* Tasks
(a) Do these statements agree with the write-up on estimating NO₂ levels with CNNs? Answer yes or no for each and quote the words of the write-up that decide it. (i) The model gives its NO₂ predictions in ppm. (ii) The dataset was split into training and cross-validation sets at a 70:30 ratio. (iii) Each image was split into 100 images using a 10x10 grid.
(b) How would this sentence from the write-up on estimating NO₂ levels with CNNs read in Spanish: "Current resources for air quality data typically provide information only for larger regions, with limited availability for smaller, localized areas."
(c) Carry the write-up on estimating NO₂ levels with CNNs further, starting after its last sentence.

Air Quality (NO2) estimation using CNNs

Inspiration

Having precise air quality predictions is essential with growing emissions and harmful substances being released into the air. Current resources for air quality data typically provide information only for larger regions, with limited availability for smaller, localized areas. That’s why we came up with the idea of predicting NO₂ levels for specific terrain types in small, targeted regions.

What it does

The model takes in an image of a small region and predicts the NO₂ levels of that area in ppm. It is a CNN-based model, trained on several images of various terrains along with their NO₂ values and validated against their corresponding ground data. The model reads the input image and its features to provide an accurate NO₂ level prediction. It gives accurate prediction for 15-56 ppm and with 15 different classes.

How we built it

1) Building the dataset - For the initial NO2 values we obtained a 15 class NO2 map for the region of London from official air map available (London air) and the satellite images were accurately mapped using the sentinel 2.0 satellite imaging available at NASA. 2) Splitting images - The London NO2 map geographically ranges between 6 different kinds(around developed areas, roads, forests and various terrains) Since the ranges are limited we decided to split each image obtained into 100 images each (10x10 grid) to generate a more precise value and correspondingly the satellite images were also split to match their NO2 maps. 3) Generating avg NO2 value - From these 500 images generated for each NO2 map we mapped each pixel to the 15 classes available from our London air dataset generated an avg value from the NO2 map. 4) Training - this dataset was split into training and cross validation data set 80:20 ratio. This data was passed through a pretrained VGG model. 5) Testing - A sample image was passed through this model we obtained a 87.6% accuracy for an epoch value set to 20.

* Provided records
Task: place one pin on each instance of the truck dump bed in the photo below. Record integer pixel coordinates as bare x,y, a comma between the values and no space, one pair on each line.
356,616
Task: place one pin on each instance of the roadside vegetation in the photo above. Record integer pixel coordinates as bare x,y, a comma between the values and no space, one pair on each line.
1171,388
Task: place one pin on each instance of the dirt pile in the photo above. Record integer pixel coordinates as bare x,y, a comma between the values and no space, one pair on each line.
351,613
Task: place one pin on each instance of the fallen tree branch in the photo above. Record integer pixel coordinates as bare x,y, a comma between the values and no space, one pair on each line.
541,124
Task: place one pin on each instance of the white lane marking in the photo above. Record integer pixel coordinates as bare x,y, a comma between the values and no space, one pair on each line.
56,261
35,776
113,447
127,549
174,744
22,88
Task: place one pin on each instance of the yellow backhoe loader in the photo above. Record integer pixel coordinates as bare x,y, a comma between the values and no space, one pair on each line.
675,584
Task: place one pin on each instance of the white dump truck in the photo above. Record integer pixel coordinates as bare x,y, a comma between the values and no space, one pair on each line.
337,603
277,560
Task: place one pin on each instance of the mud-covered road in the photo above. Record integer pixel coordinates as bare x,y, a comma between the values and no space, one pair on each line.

* Answers given
(a)
(i) Yes: "predicts the NO₂ levels of that area in ppm"
(ii) No: "this dataset was split into training and cross validation data set 80:20 ratio"
(iii) Yes: "split each image obtained into 100 images each (10x10 grid)"

(b) Los recursos actuales de datos sobre la calidad del aire suelen ofrecer información solo para regiones más grandes, con una disponibilidad limitada para zonas más pequeñas y localizadas.

(c)
Challenges we ran into

The satellite data available for NO₂ values is typically provided as mapped data with a single value for a large region, while the public ground air quality data offers only a number for a specific area, which was still too large for a CNN to capture specific features. The NO2 map was only available for the region of London. Hence categorical NO2 maps were scarce and the model could have been biased towards these region specific features, but the final results worked out properly without any overfitting.

We needed mapped data in the form of small-region images linked to NO₂ values. So, we created the dataset ourselves by dividing images into grids and mapping NO₂ values from a aggregated data set. Finding the right model for this task was challenging, so we explored similar research papers and tested various models before selecting VGG as the best fit.

Accomplishments that we're proud of

Creating the dataset manually was a major challenge—we generated around 500 aggregated samples using a separate script. After testing multiple models, we refined and optimized VGG extensively to ensure accurate predictions, even on cloudy satellite images.

What we learned

We learned to create this new aggregated data set to cater to our model specifically, and selecting VGG for its adaptability to CNN based problems.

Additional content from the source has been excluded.